WORK ORDER: The line containing "Target: dry grass" and every line after it, through the last one below: output exactly these and nothing else.

== Segment start ==

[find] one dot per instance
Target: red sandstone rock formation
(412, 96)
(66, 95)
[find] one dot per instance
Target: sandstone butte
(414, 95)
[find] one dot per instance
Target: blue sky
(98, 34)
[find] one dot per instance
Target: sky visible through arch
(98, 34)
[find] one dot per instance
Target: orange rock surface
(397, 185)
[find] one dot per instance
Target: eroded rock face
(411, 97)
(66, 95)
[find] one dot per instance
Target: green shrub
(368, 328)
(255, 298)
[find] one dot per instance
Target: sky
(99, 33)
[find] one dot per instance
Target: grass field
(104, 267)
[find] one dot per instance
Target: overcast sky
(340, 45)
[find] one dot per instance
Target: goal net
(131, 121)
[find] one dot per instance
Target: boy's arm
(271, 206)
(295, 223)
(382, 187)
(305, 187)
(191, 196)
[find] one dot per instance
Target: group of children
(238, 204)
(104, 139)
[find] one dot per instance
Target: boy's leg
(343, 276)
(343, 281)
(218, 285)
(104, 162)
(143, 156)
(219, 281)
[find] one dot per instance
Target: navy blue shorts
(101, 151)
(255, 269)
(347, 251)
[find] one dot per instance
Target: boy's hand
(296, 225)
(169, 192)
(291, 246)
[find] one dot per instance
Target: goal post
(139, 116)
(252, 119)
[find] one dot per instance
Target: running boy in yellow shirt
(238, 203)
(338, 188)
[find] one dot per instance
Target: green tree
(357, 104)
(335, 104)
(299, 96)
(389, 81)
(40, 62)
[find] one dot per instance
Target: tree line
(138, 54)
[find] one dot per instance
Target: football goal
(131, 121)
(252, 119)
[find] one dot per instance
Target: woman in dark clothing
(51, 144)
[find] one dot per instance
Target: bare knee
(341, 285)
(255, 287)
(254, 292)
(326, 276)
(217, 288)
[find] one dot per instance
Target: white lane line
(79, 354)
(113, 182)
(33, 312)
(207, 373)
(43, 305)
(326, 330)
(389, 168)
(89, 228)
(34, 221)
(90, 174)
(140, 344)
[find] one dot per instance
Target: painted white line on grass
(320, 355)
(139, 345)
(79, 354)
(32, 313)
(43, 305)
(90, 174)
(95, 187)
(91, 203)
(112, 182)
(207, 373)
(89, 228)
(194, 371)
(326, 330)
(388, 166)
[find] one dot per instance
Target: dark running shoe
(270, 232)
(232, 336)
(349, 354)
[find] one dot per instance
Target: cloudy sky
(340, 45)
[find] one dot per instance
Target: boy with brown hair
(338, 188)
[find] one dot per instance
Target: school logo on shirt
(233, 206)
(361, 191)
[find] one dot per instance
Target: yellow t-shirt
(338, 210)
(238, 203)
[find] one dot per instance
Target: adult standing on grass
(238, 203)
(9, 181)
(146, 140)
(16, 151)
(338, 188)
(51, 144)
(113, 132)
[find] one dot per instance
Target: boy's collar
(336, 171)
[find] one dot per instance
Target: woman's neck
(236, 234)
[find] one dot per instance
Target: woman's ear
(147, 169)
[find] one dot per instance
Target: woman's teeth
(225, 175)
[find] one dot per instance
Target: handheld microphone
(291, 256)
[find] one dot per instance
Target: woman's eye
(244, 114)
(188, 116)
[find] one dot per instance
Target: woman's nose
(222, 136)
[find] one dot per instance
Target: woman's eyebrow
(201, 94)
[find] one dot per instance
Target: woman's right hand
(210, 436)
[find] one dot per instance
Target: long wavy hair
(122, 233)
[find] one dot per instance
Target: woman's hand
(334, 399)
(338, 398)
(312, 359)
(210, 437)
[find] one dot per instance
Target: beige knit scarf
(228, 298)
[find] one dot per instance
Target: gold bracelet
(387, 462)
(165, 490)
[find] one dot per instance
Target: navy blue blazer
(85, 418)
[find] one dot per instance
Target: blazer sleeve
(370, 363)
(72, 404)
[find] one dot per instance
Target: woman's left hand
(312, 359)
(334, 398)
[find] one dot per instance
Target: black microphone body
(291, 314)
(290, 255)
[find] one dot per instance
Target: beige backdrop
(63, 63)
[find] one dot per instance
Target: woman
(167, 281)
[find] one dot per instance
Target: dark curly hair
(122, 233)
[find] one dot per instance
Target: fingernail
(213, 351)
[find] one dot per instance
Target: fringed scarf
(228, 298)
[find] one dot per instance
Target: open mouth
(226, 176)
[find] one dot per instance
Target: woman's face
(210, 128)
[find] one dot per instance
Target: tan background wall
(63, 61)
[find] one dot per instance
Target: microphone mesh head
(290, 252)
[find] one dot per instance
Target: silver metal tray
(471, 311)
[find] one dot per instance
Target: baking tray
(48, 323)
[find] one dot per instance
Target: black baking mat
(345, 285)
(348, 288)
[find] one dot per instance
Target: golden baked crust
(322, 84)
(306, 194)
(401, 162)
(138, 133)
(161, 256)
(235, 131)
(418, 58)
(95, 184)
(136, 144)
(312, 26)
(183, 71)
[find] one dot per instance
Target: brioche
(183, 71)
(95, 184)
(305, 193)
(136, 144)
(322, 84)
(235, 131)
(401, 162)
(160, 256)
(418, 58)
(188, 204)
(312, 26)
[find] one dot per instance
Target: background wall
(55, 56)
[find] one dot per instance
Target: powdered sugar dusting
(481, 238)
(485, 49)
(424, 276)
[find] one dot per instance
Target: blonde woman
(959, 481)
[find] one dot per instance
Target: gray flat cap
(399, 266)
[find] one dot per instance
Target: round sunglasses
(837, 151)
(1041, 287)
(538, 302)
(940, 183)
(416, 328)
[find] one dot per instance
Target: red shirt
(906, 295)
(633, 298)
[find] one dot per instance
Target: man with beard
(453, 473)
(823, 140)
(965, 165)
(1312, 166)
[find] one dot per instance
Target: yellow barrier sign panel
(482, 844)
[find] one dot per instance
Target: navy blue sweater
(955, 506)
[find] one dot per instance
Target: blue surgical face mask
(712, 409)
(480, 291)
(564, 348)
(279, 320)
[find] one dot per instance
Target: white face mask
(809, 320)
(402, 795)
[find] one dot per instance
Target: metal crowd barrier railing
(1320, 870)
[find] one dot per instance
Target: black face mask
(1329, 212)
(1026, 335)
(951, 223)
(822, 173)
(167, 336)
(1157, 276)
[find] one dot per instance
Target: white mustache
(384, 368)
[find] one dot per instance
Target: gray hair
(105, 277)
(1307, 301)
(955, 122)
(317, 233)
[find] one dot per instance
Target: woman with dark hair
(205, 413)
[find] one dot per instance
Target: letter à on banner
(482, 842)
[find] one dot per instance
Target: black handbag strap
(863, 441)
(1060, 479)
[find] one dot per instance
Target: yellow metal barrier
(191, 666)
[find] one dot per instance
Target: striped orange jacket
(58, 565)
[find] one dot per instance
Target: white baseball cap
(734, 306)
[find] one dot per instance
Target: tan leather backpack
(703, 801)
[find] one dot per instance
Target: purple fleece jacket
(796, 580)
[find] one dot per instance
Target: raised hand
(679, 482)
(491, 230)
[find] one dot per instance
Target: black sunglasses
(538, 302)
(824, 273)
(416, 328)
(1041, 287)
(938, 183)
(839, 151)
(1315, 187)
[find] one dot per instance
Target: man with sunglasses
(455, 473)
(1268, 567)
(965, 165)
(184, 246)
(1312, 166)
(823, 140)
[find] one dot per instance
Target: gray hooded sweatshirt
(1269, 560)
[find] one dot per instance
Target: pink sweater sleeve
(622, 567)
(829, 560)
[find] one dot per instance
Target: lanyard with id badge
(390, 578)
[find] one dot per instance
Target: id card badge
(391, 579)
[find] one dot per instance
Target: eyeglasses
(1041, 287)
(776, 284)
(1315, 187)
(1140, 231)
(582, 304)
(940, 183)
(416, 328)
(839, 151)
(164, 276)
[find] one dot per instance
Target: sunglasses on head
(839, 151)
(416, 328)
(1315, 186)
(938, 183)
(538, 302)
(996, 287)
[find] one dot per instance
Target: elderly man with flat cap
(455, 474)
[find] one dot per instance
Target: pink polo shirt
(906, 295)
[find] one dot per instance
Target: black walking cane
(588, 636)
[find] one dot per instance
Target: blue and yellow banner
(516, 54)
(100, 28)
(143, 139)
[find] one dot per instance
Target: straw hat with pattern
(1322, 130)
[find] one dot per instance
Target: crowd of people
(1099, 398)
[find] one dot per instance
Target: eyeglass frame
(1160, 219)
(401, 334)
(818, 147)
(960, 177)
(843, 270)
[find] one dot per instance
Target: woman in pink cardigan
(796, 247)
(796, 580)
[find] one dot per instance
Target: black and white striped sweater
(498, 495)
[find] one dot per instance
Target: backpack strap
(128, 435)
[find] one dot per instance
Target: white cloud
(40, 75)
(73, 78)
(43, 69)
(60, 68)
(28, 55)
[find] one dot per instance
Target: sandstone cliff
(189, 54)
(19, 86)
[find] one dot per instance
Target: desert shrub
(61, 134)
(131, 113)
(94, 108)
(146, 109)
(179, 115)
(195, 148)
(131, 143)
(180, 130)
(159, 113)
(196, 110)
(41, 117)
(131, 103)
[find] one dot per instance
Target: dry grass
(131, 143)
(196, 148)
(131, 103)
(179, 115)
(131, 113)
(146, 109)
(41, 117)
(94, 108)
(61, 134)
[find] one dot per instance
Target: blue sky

== Segment end ==

TASK RESULT:
Target: dry grass
(131, 143)
(196, 148)
(131, 103)
(179, 115)
(131, 113)
(146, 109)
(41, 117)
(94, 108)
(61, 134)
[find] one dot per instance
Target: blue sky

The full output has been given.